### Challenge A
Decide whether each statement below agrees with the passage on Clarence Augustus Chant. Answer yes or no for each, and quote the words from the passage that decide it. (i) Chant was president of the Royal Astronomical Society of Canada from 1904 until 1907. (ii) Chant earned his Doctorate at the University of Toronto. (iii) The observatory Chant lobbied for was built before World War I.
### Challenge B
Report every line of the rows that contains the string "points".

### Selected passage
◇ ◇ ◇ ◇ ◇
Clarence Augustus Chant was born May 31, 1865 in Hagerman's Corner, Ontario to Christopher Chant and Elizabeth Croft. In 1882 he attended Markham High School, where he demonstrated a mathematical ability. After graduation he attended St. Catherines Collegiate Institute and York County Model School in Toronto. He left to work as an instructor in 1884, and taught at Maxwell, Osprey Township for the following three years. By 1887 he began studying mathematics and physics at the University College of the University of Toronto. Following graduation he worked for a few years as a temporary clerk, but returned to the University when he was offered a fellowship in 1891 and a year later was appointed lecturer in physics. While working at the University he became interested in astronomy, and in 1892 he joined what would become the Royal Astronomical Society of Canada. He served as president of the organization from 1904 until 1907, and also performed editing duties for the society's journal until 1956. He also contributed articles to the journal and the annual Observer's Handbook.

He earned his Master's degree in 1900, and was granted a leave of absence to study for a Doctorate at Harvard University. He returned to Toronto with his Ph.D. in 1901 as a professor. In 1905 he introduced optical astronomy courses at the University of Toronto, and was the sole astronomer at the University until 1924. He lobbied the City of Toronto for an observatory, but the project was shelved with the advent of World War I.
◇ ◇ ◇ ◇ ◇
### Task input
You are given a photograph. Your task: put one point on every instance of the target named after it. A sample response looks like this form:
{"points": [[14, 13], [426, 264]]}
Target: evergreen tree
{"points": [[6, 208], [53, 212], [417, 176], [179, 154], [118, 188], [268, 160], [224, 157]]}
◇ ◇ ◇ ◇ ◇
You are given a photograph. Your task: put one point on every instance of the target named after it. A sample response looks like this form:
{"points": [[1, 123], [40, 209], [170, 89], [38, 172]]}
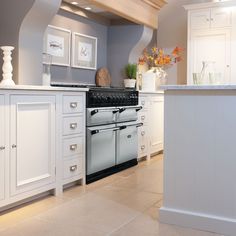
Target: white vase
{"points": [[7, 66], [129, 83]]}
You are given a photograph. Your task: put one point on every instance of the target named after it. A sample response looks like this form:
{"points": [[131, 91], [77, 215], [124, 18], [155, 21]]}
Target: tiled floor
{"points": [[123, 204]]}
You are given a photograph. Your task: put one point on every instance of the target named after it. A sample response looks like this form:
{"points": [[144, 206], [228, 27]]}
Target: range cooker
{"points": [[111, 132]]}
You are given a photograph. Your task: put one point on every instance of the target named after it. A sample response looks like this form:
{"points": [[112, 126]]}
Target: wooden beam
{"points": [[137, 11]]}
◇ ◇ ◇ ◇ ◇
### Expected output A
(i) Yes: "He served as president of the organization from 1904 until 1907"
(ii) No: "was granted a leave of absence to study for a Doctorate at Harvard University"
(iii) No: "the project was shelved with the advent of World War I"

### Expected output B
{"points": [[14, 13], [426, 264]]}
{"points": [[6, 208], [53, 212], [417, 176], [179, 154], [118, 188], [268, 160], [224, 157]]}
{"points": [[1, 123], [40, 209], [170, 89], [38, 172]]}
{"points": [[7, 66], [129, 83]]}
{"points": [[131, 91], [77, 215], [124, 18], [155, 21]]}
{"points": [[123, 204]]}
{"points": [[144, 206], [228, 27]]}
{"points": [[111, 132]]}
{"points": [[112, 126]]}
{"points": [[137, 11]]}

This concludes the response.